◆ What is being asked
Word for word, restate the lines from the one holding "of the sidewalk" through the end of the data below, including both endpoints and nothing more.

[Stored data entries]
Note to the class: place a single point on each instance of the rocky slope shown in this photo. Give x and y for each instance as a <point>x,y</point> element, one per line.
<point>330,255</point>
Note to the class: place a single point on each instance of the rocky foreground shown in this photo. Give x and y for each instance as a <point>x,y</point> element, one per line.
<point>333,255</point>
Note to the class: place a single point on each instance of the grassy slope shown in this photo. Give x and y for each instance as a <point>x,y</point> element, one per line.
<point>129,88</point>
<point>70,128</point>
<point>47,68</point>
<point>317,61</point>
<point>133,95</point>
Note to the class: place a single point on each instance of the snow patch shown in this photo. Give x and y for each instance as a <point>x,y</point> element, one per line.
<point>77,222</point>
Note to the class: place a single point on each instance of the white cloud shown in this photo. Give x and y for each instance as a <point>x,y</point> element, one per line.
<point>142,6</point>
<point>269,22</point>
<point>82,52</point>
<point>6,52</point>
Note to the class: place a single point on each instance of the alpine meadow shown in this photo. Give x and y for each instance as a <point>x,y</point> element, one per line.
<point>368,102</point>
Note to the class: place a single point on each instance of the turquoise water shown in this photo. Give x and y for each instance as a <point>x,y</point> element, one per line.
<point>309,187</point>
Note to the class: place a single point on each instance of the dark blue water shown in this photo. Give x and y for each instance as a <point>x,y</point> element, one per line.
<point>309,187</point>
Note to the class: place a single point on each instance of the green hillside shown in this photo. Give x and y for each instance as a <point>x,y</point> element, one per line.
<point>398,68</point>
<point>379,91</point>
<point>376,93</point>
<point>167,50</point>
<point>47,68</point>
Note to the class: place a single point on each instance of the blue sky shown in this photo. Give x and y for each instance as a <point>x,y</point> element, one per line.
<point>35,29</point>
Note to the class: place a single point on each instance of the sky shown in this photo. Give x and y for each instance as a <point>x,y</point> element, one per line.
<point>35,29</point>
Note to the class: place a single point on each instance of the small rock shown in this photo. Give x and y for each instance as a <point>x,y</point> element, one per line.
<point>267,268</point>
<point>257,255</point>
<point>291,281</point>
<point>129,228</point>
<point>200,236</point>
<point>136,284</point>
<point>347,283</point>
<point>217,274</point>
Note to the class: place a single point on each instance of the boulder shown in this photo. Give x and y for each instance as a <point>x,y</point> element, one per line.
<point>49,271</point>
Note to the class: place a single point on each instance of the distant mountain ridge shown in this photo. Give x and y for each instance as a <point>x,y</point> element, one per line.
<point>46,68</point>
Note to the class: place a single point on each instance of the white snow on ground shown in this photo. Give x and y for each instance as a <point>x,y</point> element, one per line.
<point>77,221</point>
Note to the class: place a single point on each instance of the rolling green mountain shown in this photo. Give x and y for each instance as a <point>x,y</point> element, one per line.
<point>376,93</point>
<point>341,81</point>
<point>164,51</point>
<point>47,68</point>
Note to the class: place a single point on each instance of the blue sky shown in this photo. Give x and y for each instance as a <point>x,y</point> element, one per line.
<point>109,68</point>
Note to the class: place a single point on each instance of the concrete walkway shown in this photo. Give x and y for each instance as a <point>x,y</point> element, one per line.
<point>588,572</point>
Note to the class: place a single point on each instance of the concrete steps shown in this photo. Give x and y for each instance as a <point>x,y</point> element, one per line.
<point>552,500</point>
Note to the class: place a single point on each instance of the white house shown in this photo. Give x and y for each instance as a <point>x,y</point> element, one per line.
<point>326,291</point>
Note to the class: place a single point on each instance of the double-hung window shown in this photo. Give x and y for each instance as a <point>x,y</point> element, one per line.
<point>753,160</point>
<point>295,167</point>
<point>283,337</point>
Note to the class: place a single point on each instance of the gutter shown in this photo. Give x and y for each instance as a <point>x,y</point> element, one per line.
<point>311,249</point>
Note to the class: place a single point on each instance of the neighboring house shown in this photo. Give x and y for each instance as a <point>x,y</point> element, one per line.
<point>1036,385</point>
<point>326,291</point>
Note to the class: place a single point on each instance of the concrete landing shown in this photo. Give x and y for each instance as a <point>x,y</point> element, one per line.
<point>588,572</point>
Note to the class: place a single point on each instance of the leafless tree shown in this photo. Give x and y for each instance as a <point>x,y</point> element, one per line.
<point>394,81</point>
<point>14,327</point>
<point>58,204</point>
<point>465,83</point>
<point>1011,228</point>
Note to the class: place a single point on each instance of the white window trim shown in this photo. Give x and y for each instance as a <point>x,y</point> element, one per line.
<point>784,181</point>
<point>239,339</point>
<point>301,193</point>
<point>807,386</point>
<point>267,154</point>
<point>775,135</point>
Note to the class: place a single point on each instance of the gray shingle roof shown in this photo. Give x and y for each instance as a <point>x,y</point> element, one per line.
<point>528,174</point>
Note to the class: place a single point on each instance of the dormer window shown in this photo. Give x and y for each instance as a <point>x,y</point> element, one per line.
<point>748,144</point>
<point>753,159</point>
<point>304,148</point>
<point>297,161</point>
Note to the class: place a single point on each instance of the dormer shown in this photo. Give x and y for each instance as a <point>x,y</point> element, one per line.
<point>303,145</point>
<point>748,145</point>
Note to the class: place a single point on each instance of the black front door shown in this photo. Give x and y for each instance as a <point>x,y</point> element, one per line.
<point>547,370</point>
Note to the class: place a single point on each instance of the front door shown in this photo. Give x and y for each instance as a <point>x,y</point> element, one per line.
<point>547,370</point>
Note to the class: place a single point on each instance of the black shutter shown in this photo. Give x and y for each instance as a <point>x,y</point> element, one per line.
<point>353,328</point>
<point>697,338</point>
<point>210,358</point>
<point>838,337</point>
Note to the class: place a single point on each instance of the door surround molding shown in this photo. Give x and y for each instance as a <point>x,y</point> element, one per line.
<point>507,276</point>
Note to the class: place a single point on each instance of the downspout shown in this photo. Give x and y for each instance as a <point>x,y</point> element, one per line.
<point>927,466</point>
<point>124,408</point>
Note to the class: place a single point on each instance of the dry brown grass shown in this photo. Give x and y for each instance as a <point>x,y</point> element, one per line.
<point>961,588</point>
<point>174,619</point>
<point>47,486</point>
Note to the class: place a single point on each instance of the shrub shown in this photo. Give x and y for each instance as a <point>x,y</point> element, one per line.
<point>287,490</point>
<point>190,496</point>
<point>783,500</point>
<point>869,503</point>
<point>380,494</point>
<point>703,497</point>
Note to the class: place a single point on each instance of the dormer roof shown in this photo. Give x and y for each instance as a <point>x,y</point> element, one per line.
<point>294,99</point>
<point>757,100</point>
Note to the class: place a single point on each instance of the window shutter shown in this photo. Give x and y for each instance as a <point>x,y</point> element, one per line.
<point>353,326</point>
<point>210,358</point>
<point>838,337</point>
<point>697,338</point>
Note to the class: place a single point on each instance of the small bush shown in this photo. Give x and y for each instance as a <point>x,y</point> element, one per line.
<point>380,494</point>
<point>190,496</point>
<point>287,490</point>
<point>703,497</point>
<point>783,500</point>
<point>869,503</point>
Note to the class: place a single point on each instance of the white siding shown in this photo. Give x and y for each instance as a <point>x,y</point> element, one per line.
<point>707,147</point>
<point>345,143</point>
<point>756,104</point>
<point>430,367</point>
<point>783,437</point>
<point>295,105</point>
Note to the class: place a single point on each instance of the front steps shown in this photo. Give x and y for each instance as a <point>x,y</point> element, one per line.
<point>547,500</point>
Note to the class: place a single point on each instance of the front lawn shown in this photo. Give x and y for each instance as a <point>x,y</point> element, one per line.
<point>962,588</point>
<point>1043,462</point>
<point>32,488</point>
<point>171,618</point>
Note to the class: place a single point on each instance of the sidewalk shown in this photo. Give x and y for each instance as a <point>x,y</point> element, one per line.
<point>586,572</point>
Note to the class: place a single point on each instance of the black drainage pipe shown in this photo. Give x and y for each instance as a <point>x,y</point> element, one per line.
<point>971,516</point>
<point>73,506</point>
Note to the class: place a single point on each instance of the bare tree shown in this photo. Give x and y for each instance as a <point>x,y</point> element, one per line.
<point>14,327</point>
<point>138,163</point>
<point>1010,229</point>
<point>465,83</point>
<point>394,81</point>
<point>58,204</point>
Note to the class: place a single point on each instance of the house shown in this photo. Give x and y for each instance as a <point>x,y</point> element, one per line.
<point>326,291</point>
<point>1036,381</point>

◆ Answer section
Note to the class: place a single point on each instance of the sidewalk shown in this photo. Give x and y for each instance as a <point>x,y</point> element, one per line.
<point>586,572</point>
Note to the class: place a single point on each instance of the black drainage pipe shown in this photo. Give x and y for each instance as a <point>x,y</point> element, one per line.
<point>971,516</point>
<point>73,506</point>
Note to the class: place a single point on each instance of the bare tree shown in this photo. Give x and y for each instance as a <point>x,y</point> element, one per line.
<point>14,327</point>
<point>138,163</point>
<point>1010,229</point>
<point>465,83</point>
<point>394,81</point>
<point>58,204</point>
Note to the class: place a single point on each instance of the house shown in this photo. Give x and y for each instance as a <point>x,y</point> element, one per line.
<point>326,291</point>
<point>1036,381</point>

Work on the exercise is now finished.